Trainingsmaterial Nr. 7

Inhaltsverzeichnis

Eröffnungsfallen und Kurzpartien – Folge 6
Glanzstücke der Schachgeschichte – Folge 4
Hausaufgabe
Aus der Geschichte des Computerschachs
Schachlinks
Final Fun




  Eröffnungsfallen – Heute: Eingefangene Läufer

Heute soll uns wieder eine Reihe von Kurzpartien interessieren, die durch eine Eröffnungsfalle entschieden wurden.

Recht häufig sieht man, dass der scheinbar so wendige Läufer frühzeitig eingefangen wird. Eine Bauernkette auf passender Farbe genügt, um ihm jede Fluchtmöglichkeit zu nehmen.
Schauen wir uns einige Beispiele an:

Zunächst sehen wir zwei ganz Große aus der 1. Hälfte des 20. Jahrhunderts. Der Ungar Lajos Steiner (1903 – 1975) verliert hier gegen den kurz zuvor entthronten Weltmeister Raoul Capablanca (1888 – 1942).
Steiner – Capablanca, Budapest 1929
Eigentlich sollte ein starker Spieler solche historischen Vorbilder kennen. Dennoch wiederholte sich diese Partie Zug für Zug bei der Schacholympiade 1956 im Wettkampf Polen – Sowjetunion zwischen Dworzynski und Keres.

Noch schneller besiegte der bekannte Däne Curt Hansen (heute ein Weltklasse-Spieler) bei der Junioren-WM 1980 seinen Gegner Rodas aus Guatemala. So kann man sich in einem anstrengenden Turnier einen freien Tag verschaffen :-)
Hansen – Rodas, Dortmund 1980

Ein weiterer Kurzschluss diesmal aus einer Fernpartie. Da kann man vermuten, dass der Anziehende einfach die Figuren falsch aufgebaut hatte (1. … e5 statt 1. … c5).
Bleischmidt – Lytschuk, Sowjetunion 1976
Als Jugendtrainer musste ich 1985 mit ansehen, wie einer meiner Schützlinge genau den gleichen Patzer beging und uns in einem wichtigen Pokalspiel früh auf die Verliererstraße brachte.

Etwas anders sind die Verhältnisse im folgenden Beispiel aus Kanada.
Abt – Inkjol, Toronto 1979

Zum Schluss ein instruktives Beispiel, welches zeigt, dass man nicht blind auf den Läuferfang spielen darf. Die Partie gehört zum klassischen Repertoire der einschlägigen Literatur.
Teed – Delmar, New York 1896




  Glanzstücke der Schachgeschichte

Wir setzen unseren Streifzug durch denkwürdige Partien und Kombinationen fort.

### Auszüge der Einträge
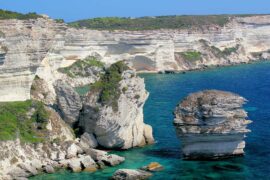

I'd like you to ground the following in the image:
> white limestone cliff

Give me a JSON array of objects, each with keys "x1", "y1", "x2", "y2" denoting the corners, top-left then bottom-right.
[
  {"x1": 174, "y1": 90, "x2": 251, "y2": 159},
  {"x1": 0, "y1": 15, "x2": 270, "y2": 101},
  {"x1": 80, "y1": 70, "x2": 154, "y2": 149}
]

### Zu erledigende Aufgaben
a: Übersetzen Sie den Satz „Recht häufig sieht man, dass der scheinbar so wendige Läufer frühzeitig eingefangen wird.“ aus dem Trainingsmaterial ins Englische.
b: Geben Sie den Abschnitt des Trainingsmaterials wortgetreu wieder, beginnend bei „Hansen – Rodas, Dortmund“ und endend bei „der einschlägigen Literatur.“.
c: Nennen Sie alle Partien, die im Trainingsmaterial als eigene Zeile mit Spielern, Ort und Jahr aufgeführt sind.

### Ergebnisse
a: Quite often one sees the seemingly so agile bishop being trapped early.

b:
Hansen – Rodas, Dortmund 1980

Ein weiterer Kurzschluss diesmal aus einer Fernpartie. Da kann man vermuten, dass der Anziehende einfach die Figuren falsch aufgebaut hatte (1. … e5 statt 1. … c5).
Bleischmidt – Lytschuk, Sowjetunion 1976
Als Jugendtrainer musste ich 1985 mit ansehen, wie einer meiner Schützlinge genau den gleichen Patzer beging und uns in einem wichtigen Pokalspiel früh auf die Verliererstraße brachte.

Etwas anders sind die Verhältnisse im folgenden Beispiel aus Kanada.
Abt – Inkjol, Toronto 1979

Zum Schluss ein instruktives Beispiel, welches zeigt, dass man nicht blind auf den Läuferfang spielen darf. Die Partie gehört zum klassischen Repertoire der einschlägigen Literatur.

c:
Steiner – Capablanca, Budapest 1929
Hansen – Rodas, Dortmund 1980
Bleischmidt – Lytschuk, Sowjetunion 1976
Abt – Inkjol, Toronto 1979
Teed – Delmar, New York 1896